§ PROBLEM DETAILS: Begin at the top of the records and copy each line exactly. The line containing "Target: cliff face" is the last one to include.

[Referring expression data]
****************
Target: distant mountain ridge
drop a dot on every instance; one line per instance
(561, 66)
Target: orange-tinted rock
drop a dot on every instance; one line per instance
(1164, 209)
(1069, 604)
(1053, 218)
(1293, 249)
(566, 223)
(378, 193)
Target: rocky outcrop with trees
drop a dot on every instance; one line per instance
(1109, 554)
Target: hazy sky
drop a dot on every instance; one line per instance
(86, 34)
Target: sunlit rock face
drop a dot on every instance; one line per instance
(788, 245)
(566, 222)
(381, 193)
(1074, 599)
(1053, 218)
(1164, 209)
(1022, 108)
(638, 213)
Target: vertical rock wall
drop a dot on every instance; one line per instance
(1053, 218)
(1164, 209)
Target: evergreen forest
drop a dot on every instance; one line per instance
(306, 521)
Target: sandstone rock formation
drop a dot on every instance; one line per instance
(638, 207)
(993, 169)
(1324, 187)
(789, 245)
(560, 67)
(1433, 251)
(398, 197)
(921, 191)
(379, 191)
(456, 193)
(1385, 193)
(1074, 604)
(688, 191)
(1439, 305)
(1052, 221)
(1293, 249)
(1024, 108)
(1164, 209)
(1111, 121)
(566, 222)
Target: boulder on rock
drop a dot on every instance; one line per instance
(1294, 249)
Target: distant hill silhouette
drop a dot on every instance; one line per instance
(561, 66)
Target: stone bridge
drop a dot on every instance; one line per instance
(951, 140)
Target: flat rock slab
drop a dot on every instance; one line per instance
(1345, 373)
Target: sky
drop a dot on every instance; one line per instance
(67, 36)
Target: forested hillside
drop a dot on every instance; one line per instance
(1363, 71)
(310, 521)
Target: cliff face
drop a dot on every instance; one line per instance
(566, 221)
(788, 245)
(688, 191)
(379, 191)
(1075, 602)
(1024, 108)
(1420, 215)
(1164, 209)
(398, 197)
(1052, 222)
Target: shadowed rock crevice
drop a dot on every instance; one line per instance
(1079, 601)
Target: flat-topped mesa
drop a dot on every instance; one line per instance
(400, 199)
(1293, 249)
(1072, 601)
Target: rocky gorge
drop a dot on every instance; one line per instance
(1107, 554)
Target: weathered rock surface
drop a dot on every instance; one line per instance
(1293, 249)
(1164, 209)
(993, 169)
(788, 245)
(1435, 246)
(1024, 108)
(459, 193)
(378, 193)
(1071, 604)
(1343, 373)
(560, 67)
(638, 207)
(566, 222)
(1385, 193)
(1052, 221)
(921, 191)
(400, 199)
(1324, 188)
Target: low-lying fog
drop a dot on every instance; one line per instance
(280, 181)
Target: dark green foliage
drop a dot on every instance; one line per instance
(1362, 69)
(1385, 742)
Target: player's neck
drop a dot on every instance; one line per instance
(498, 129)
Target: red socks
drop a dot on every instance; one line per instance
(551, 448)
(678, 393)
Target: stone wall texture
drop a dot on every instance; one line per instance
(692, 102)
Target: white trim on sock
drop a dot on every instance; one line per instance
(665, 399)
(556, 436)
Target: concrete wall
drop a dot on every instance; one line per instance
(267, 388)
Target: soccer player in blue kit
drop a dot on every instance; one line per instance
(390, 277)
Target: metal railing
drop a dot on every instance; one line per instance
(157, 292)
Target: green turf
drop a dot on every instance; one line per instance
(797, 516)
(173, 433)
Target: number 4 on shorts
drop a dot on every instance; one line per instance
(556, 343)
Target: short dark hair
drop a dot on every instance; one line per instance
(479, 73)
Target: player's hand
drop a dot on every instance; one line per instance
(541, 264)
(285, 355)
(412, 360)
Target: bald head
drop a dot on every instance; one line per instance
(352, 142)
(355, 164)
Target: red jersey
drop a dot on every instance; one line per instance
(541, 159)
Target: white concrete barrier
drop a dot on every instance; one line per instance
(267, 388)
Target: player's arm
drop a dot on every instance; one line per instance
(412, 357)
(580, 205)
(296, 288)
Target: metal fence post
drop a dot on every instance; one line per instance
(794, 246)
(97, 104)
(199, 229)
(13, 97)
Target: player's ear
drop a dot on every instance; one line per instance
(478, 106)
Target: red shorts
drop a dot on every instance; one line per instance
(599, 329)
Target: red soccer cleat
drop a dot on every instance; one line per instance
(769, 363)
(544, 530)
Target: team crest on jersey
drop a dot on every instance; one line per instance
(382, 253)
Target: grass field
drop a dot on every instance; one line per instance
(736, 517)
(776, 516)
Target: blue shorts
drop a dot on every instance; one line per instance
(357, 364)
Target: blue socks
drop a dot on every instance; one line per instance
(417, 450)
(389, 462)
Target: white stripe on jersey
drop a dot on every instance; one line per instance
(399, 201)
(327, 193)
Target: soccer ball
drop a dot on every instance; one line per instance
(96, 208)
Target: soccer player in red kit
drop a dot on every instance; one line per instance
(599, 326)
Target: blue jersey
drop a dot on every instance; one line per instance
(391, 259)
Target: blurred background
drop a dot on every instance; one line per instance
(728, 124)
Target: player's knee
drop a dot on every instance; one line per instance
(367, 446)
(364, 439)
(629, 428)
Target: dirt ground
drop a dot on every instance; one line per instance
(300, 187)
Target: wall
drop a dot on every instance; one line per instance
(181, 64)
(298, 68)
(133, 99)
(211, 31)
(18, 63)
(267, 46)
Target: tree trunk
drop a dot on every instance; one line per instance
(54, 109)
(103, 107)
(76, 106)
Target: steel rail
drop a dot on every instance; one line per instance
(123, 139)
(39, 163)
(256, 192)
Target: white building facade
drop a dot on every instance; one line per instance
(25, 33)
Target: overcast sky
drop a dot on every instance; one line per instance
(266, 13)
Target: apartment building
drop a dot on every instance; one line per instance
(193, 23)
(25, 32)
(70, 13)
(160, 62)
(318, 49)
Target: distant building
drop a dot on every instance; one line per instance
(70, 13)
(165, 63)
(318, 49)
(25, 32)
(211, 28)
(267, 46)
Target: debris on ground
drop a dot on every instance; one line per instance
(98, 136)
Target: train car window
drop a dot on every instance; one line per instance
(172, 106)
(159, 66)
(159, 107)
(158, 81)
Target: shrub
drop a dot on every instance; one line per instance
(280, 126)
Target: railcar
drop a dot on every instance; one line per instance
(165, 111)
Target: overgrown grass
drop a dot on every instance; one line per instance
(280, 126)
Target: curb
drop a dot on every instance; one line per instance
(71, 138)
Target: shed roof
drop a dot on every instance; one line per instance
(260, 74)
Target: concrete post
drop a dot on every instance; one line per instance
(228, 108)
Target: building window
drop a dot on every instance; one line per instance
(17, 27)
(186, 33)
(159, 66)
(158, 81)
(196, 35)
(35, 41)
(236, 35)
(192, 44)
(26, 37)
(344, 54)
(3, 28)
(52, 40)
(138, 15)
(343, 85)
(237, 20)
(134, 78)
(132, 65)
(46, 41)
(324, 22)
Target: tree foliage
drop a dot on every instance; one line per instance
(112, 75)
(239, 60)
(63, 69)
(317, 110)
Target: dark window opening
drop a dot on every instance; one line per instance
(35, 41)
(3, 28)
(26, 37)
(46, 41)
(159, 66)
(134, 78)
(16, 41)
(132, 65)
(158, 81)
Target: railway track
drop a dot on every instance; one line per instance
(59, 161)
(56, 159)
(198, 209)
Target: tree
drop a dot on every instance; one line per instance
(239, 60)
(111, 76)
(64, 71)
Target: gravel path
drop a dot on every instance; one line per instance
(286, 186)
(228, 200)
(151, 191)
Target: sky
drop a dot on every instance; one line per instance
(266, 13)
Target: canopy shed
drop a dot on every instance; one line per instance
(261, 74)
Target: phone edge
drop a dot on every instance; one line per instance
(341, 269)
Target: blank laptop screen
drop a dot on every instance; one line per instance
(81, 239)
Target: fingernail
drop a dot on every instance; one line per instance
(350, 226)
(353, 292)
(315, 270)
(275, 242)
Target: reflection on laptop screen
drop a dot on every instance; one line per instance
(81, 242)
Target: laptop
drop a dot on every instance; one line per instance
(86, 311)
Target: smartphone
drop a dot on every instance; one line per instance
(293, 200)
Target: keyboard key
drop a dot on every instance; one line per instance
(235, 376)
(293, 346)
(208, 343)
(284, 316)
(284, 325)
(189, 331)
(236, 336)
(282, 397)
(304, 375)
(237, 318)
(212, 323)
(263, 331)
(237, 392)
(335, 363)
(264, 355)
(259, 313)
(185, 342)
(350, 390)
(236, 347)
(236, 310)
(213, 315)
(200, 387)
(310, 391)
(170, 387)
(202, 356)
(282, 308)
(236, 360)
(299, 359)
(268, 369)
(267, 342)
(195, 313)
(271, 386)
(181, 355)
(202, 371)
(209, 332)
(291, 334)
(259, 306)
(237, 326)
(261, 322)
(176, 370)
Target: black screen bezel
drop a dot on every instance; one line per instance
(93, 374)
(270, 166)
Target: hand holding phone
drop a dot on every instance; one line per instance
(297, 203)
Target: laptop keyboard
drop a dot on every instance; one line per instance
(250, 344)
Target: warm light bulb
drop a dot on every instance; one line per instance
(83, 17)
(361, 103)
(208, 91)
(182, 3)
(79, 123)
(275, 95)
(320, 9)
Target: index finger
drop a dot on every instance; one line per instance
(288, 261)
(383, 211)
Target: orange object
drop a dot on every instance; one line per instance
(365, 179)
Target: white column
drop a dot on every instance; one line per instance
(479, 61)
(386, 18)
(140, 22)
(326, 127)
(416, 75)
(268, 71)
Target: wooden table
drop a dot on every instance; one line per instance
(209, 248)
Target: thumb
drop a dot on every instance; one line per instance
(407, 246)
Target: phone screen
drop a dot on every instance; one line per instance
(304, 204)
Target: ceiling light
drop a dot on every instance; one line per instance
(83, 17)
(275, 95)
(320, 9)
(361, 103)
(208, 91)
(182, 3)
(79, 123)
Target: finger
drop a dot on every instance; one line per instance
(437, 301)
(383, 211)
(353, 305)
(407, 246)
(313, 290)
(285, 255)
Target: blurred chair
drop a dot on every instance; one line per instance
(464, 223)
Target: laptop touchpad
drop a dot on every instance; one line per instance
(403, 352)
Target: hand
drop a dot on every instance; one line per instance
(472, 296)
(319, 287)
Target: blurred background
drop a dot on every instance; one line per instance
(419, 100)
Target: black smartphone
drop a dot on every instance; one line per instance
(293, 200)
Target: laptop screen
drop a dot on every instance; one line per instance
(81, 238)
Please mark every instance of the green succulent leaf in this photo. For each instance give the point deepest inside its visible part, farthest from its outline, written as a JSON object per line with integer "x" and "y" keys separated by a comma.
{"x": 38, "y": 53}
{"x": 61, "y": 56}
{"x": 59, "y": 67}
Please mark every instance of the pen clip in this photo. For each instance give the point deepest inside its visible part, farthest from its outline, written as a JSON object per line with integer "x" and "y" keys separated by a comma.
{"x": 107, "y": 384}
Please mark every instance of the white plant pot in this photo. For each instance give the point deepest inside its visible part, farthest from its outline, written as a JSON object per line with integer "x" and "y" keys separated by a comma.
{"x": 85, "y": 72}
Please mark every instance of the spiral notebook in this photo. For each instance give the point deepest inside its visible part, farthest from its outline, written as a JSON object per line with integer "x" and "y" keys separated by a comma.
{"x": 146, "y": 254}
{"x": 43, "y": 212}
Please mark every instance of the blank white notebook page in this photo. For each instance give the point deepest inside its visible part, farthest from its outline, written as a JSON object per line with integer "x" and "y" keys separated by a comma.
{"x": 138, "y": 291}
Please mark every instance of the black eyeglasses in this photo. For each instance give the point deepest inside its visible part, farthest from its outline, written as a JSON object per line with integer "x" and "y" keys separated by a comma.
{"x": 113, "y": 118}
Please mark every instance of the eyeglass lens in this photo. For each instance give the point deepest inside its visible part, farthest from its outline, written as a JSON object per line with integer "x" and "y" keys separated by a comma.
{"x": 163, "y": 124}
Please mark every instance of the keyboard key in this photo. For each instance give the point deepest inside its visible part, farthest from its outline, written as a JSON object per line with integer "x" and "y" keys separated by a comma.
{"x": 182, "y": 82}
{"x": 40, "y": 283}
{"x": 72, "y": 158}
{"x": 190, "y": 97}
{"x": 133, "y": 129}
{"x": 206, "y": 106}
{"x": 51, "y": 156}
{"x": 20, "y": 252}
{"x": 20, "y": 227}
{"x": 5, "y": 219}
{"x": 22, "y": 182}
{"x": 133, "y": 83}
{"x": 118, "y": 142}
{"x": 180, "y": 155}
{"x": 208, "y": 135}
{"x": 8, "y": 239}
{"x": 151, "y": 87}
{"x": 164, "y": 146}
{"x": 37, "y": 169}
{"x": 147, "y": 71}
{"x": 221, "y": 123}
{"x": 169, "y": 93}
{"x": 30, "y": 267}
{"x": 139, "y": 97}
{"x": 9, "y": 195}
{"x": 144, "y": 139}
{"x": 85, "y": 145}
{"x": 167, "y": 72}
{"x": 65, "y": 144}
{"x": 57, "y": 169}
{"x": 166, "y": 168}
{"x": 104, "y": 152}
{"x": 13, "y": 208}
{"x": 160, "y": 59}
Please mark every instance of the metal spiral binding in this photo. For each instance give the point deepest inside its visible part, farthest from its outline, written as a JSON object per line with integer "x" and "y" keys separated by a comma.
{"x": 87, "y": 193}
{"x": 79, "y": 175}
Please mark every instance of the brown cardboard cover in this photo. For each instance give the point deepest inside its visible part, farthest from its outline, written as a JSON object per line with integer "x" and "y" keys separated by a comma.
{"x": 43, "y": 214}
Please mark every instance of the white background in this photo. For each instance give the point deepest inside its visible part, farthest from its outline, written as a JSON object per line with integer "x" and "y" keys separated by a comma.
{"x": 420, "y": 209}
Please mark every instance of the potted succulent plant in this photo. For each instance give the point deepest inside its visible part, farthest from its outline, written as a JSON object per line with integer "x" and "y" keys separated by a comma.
****************
§ ANSWER FOR THE TASK:
Target: distant mountain ridge
drop a dot on every instance; one line per instance
(561, 66)
Target: orange-tinted rock
drop a dot on every instance; one line per instance
(1164, 209)
(1069, 604)
(1053, 218)
(1293, 249)
(566, 223)
(378, 193)
Target: rocky outcrop with trees
drop a dot on every instance; one line per instance
(1109, 554)
Target: hazy sky
drop a dot on every instance; one line per instance
(86, 34)
Target: sunlit rock face
drop a dot on every instance; one line per instance
(788, 245)
(566, 222)
(381, 193)
(1074, 599)
(1053, 218)
(1164, 209)
(1022, 108)
(638, 213)
Target: vertical rock wall
drop a dot on every instance; one line per instance
(1053, 218)
(1164, 209)
Target: evergreen forest
drop a dot on every instance; one line per instance
(306, 521)
Target: sandstone rock formation
drop a dot on every instance; one line per instance
(638, 207)
(993, 169)
(1324, 187)
(789, 245)
(560, 67)
(1433, 251)
(398, 197)
(921, 191)
(379, 191)
(456, 193)
(1385, 193)
(1074, 604)
(688, 191)
(1439, 305)
(1052, 221)
(1293, 249)
(1024, 108)
(1164, 209)
(1111, 121)
(566, 222)
Target: boulder on rock
drop a dot on every instance; one line per instance
(1294, 249)
Target: distant hill silhouette
drop a dot on every instance; one line per instance
(561, 66)
Target: stone bridge
drop a dot on every instance; one line per instance
(951, 140)
Target: flat rock slab
drop a dot on every instance; one line per instance
(1345, 373)
Target: sky
drop a dot on every instance; one line per instance
(67, 36)
Target: forested hillside
drop a dot on every instance; one line per instance
(1363, 71)
(310, 521)
Target: cliff face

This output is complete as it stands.